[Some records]
▼

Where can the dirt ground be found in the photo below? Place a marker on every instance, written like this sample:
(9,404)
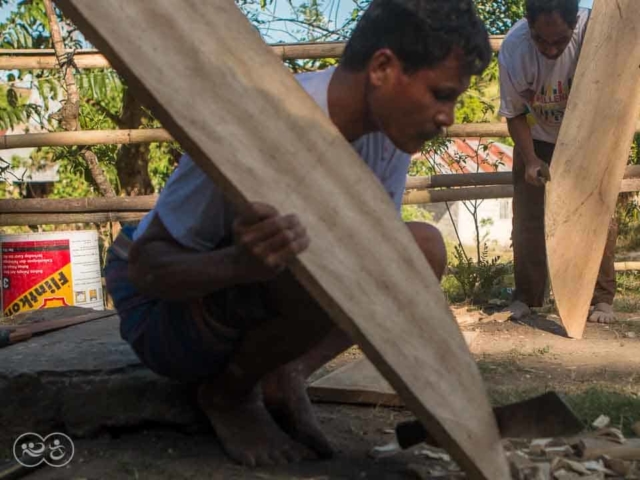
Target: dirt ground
(601,373)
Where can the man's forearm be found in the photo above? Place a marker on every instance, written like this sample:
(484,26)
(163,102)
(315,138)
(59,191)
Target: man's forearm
(520,132)
(160,270)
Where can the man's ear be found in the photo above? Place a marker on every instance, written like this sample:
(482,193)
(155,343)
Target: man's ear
(383,67)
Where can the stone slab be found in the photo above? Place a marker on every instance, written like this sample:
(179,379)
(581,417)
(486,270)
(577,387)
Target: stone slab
(85,379)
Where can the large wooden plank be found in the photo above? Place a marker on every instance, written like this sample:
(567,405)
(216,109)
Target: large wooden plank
(358,382)
(213,83)
(591,154)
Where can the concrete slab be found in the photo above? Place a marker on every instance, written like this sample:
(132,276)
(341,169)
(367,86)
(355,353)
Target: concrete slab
(85,379)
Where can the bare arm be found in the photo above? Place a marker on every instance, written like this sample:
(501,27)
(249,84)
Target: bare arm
(265,244)
(521,134)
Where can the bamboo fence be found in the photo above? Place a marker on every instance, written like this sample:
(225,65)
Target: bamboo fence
(44,59)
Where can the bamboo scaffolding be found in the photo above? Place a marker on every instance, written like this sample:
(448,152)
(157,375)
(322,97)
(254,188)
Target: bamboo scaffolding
(460,187)
(44,59)
(452,180)
(122,137)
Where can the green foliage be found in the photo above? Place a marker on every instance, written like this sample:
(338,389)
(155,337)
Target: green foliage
(500,15)
(416,213)
(478,279)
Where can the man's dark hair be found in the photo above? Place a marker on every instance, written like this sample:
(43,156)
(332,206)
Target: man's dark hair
(567,9)
(421,33)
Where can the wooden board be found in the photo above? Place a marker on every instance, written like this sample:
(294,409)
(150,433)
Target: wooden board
(591,155)
(360,383)
(213,83)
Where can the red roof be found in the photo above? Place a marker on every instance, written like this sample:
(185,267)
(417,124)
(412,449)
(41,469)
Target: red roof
(469,155)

▲

> _Written request_: Change "wooden board" to "timber plank" in everything from the line containing "Where can the wooden" down to the end of the records, and write out those lines again with nothing else altered.

> _Worked solution_:
Where can the timber plank be found in the photo above? Place a marker on every instance, written like this sample:
(294,409)
(150,433)
Target: timber plank
(591,155)
(360,383)
(213,83)
Where can the red roof be found in the photo above? Place a marker on every instance, written like this sample:
(185,267)
(417,124)
(412,449)
(41,469)
Target: red roof
(469,155)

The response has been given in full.